▶ [TEXTO PARA LEITURA]
- - - - -
Os
grupos sedentários se organizarão na forma daquilo que estamos chamando de
sociedades segmentárias. A
diferenciação segmentária, que é como Luhmann chama essas sociedades, surge no
feito em que a sociedade se articula em sistemas parciais - em princípio
igualitários - que se formam reciprocamente em torno uns dos outros. Isto pressupõe,
de alguma maneira, a constituição de famílias. A família constitui uma unidade
artificial por cima das diferenças naturais de idade e sexo - incorporando
precisamente ditas diferenças. Antes de existir famílias, existe sociedade; é a
família a que se constitui como forma de diferenciação da sociedade e não o
contrário: a sociedade que se compõe de famílias.”
Nós
geralmente imaginamos que existem famílias historicamente antes da sociedade, e
a soma dessas famílias forma a sociedade. É essa a maneira ordinária, é essa a
maneira comum de analisar isso, quase um lugar comum, um senso comum que acaba
formando-se em torno dessa concepção. É intuitivo que pensemos dessa forma.
Antes de tudo existiam as famílias, depois elas vão se encontrando e se
sedentarizam e nós temos lá uma cidade, que vai formar uma sociedade
específica. Luhmann inverte isso. Ele vai dizer que historicamente não é isso
que acontece. Antes nós tínhamos a sociedade, que é esse grande grupo igualitário.
- - - - -
▶ [EXTRATO DOS REGISTROS]
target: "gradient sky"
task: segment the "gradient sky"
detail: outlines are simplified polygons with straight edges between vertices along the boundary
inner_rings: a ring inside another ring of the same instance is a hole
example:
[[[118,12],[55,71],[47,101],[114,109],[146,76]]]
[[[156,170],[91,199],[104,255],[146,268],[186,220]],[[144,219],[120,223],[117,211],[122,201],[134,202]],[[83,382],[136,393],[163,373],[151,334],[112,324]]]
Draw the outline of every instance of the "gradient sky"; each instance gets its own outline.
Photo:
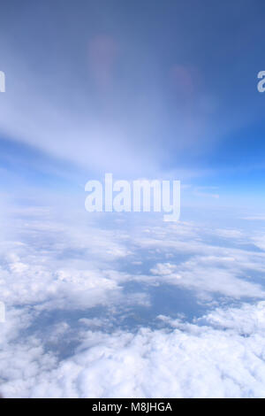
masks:
[[[264,9],[253,0],[2,2],[4,189],[75,192],[112,172],[180,179],[187,193],[212,195],[206,204],[259,209]]]

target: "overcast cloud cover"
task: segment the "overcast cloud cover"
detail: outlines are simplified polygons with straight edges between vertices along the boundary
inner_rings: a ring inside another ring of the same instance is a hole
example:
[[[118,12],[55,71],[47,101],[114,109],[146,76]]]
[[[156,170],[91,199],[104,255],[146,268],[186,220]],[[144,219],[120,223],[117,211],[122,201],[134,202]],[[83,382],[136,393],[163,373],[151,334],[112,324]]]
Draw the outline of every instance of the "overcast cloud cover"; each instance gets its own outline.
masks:
[[[265,397],[260,0],[0,5],[0,394]],[[181,216],[85,184],[180,180]]]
- - - - -
▶ [OBJETIVO 1] Traduza para o inglês a frase do texto sobre Luhmann "A família constitui uma unidade artificial por cima das diferenças naturais de idade e sexo - incorporando precisamente ditas diferenças."
▶ [OBJETIVO 2] Indique se cada afirmação concorda com o texto sobre Luhmann. Responda sim ou não e cite as palavras do texto que decidem. (a) Segundo Luhmann, a sociedade existe antes das famílias. (b) O texto considera contraintuitivo pensar que as famílias vieram antes da sociedade. (c) Os sistemas parciais das sociedades segmentárias são, em princípio, hierárquicos.
▶ [OBJETIVO 3] Transcreva do texto sobre Luhmann tudo o que vai de "Antes de tudo" até "grande grupo igualitário.", sem alterar nada.

▶ [RESPOSTA ESPERADA 1] The family constitutes an artificial unit over and above the natural differences of age and sex - precisely incorporating those differences.

▶ [RESPOSTA ESPERADA 2]
(a) Sim: "Antes de existir famílias, existe sociedade".
(b) Não: "É intuitivo que pensemos dessa forma."
(c) Não: "em princípio igualitários".

▶ [RESPOSTA ESPERADA 3]
Antes de tudo existiam as famílias, depois elas vão se encontrando e se
sedentarizam e nós temos lá uma cidade, que vai formar uma sociedade
específica. Luhmann inverte isso. Ele vai dizer que historicamente não é isso
que acontece. Antes nós tínhamos a sociedade, que é esse grande grupo igualitário.